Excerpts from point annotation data
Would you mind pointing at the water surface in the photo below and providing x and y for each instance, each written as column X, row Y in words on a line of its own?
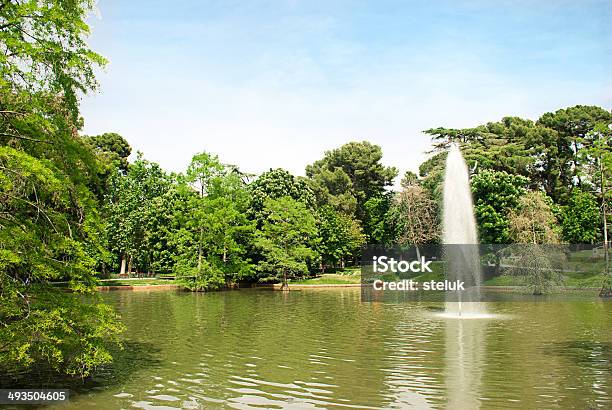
column 326, row 349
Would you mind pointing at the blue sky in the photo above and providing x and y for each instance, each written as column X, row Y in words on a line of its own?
column 276, row 83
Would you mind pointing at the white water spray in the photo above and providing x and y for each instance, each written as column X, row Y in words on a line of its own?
column 460, row 236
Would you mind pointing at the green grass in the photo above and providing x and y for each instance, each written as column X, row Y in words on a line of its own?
column 338, row 277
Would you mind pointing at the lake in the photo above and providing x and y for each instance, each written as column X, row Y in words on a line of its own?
column 324, row 348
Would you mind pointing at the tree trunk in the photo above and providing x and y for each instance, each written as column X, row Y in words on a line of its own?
column 285, row 285
column 606, row 287
column 200, row 250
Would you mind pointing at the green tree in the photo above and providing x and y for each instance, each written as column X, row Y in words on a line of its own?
column 287, row 239
column 50, row 224
column 128, row 208
column 496, row 193
column 414, row 216
column 359, row 163
column 580, row 218
column 275, row 184
column 340, row 236
column 533, row 220
column 376, row 224
column 217, row 230
column 112, row 149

→ Stated exercise
Arrange every line of the entries above as a numbered list, skipping any blank lines and leaving out the pictures.

→ Exercise answer
1. Would you mind pointing at the water surface in the photo below and providing x and y for each instance, each written as column X, row Y in words on a line of its own?
2. column 326, row 349
3. Would you mind pointing at the blue sky in the photo above and providing x and y for each instance, each written as column X, row Y in words on a line of its own?
4. column 276, row 83
5. Would you mind pointing at the white water spray in the photo above and providing x and y for each instance, each written as column X, row Y in words on a line of its own?
6. column 460, row 236
7. Would you mind pointing at the green grass in the photo above and providing x and y for each instance, each written as column X, row Y in words on a line of its own?
8. column 338, row 277
9. Would you mind pointing at the lake in the photo above and providing x and y for each instance, each written as column X, row Y in words on a line of its own?
10. column 324, row 348
11. Would you mind pointing at the tree trunk in the photo above and providing x and y for each instance, each written as column X, row Y in words on a line of its own?
12. column 285, row 285
13. column 606, row 287
14. column 200, row 250
15. Would you mind pointing at the green tree in the photo above and providing x and y for each instance, each written as column X, row Y in words on a line of its own?
16. column 287, row 239
17. column 50, row 224
18. column 128, row 208
19. column 496, row 193
20. column 414, row 216
21. column 359, row 163
22. column 580, row 218
23. column 275, row 184
24. column 340, row 236
25. column 533, row 220
26. column 376, row 224
27. column 217, row 230
28. column 112, row 149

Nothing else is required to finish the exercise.